CONSEGNA: Nel testo sul polittico di San Severino, perché le misure di cm 381 x 253 sono dette «comprensivi»?

TESTO DI LETTURA:
_ _ _ _ _
VITTORE CRIVELLI

(Venezia, 1440 circa - Fermo, 1502 circa)

POLITTICO di S.Severino

 

 

 


1) Madonna col Bambino e i SS. 2) Severino 3) Giovanni Battista 4) Francesco 5) Ludovico nell'ordine superiore: 6) Pietà fra la 7) Vergine Addolorata e 8) S. Giovanni e (a mezzo busto) i SS. 9) Maria Maddalena 10) Girolamo, 11) Bernardino e 12) Caterina d'Alessandria; nella predella 13) S. Agata, 14) S. Chiara, 15) S. Stefano, 16) S. Cecilia,17) S. Lucia, 18) S. Bonaventura, 19) Ultima Cena, 20) S. Antonio, 21) S. Elena, 22) S. Barbara, 23) S. Lorenzo, 24) S. Orsola, 25) S. Brigida

tempera su tavola, cm. 381 x 253 comprensivi (compresi i pinnacoli)
_ _ _ _ _
DATI REGISTRATI:

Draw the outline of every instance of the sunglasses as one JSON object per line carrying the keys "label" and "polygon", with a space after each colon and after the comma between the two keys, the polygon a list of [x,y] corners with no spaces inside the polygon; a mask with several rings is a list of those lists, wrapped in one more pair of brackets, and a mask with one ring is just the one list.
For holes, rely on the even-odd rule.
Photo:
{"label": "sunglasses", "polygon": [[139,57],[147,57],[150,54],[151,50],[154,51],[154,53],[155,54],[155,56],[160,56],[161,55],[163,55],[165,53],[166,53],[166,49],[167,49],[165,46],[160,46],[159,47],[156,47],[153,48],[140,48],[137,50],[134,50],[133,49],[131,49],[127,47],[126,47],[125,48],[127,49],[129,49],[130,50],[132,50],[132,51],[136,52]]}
_ _ _ _ _
COMPITO SVOLTO: Le misure comprendono anche i pinnacoli del polittico.